◆ Excerpt to read:
- - -
This quality check works well to catch significant typos in input table. In case of obvious typos input table can be corrected. When the quality check is passed successfully the alignment parameters are saved and deployed under the calib.

Detector geometry model

Since 2014 we support universal detector geometry software which is documented in the Detector Geometry page and in CSPAD-geometry-parameters.pdf.

Alignment parameters from optical measurement

From optical measurement we extract coordinates of the center of each 2x1 sensor and its tilt angle.
The center coordinates are evaluated as an averaged over 4 corners measurements for each axis.

The tilt parameters are used along with rotation to completely define orientation of 2x1 in quad (for CXI) or in detector (for XPP).

Alignment of quads in the detector

For CSPad with fixed quad geometry (like in XPP) optical measurement of entire detector (should) produces complete information for geometry alignment.
- - -
◆ Data extract:
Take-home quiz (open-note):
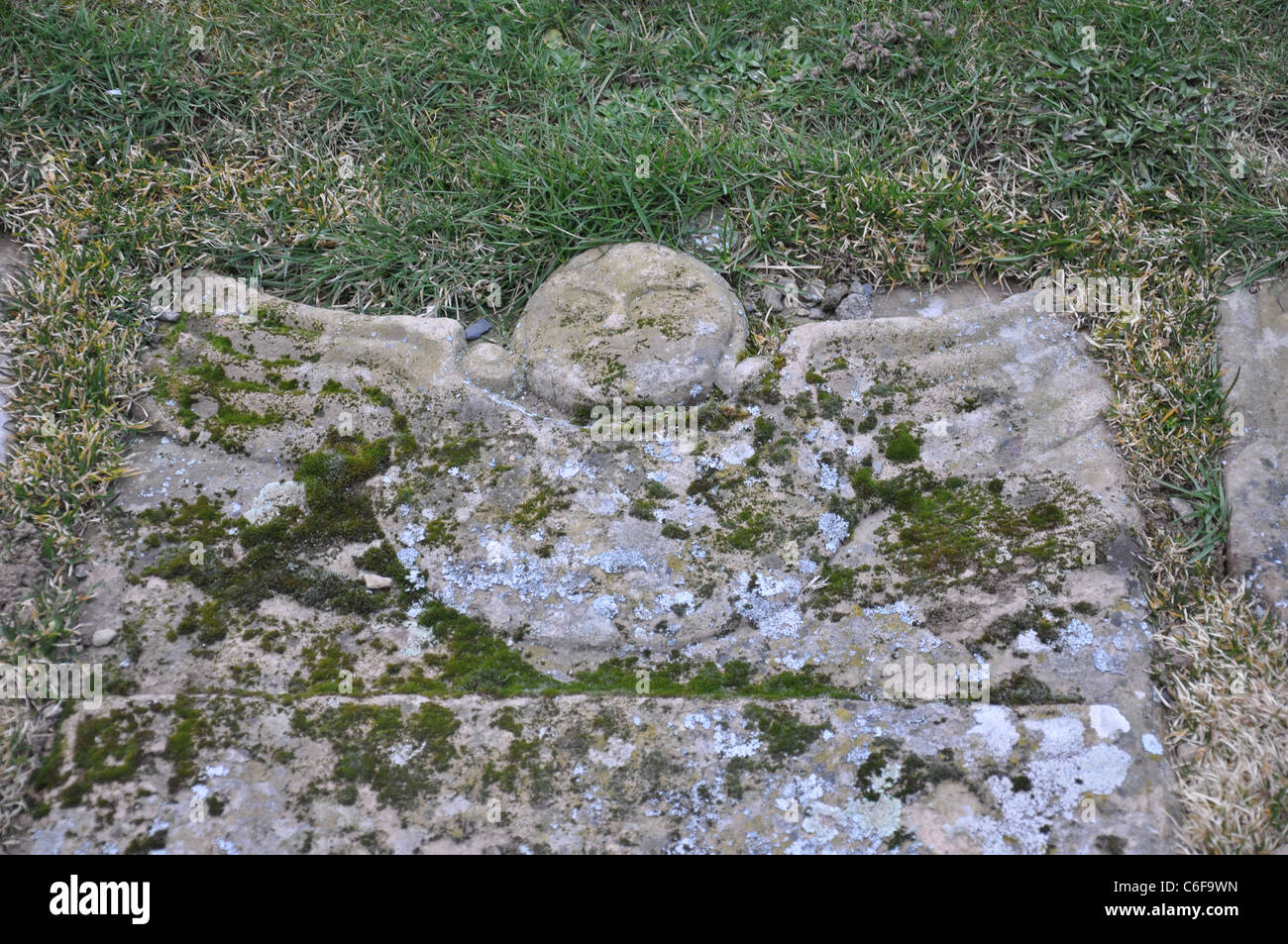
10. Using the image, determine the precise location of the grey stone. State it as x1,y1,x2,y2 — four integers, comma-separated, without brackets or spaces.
- - -
◆ Problems to solve:
**a)** According to the detector geometry excerpt, since what year has universal detector geometry software been supported?
**b)** Reproduce the stretch of the detector geometry excerpt from "Alignment of quads" through "for geometry alignment.".

◆ Outputs for the tasks:
**a)** Since 2014.

**b)**
Alignment of quads in the detector

For CSPad with fixed quad geometry (like in XPP) optical measurement of entire detector (should) produces complete information for geometry alignment.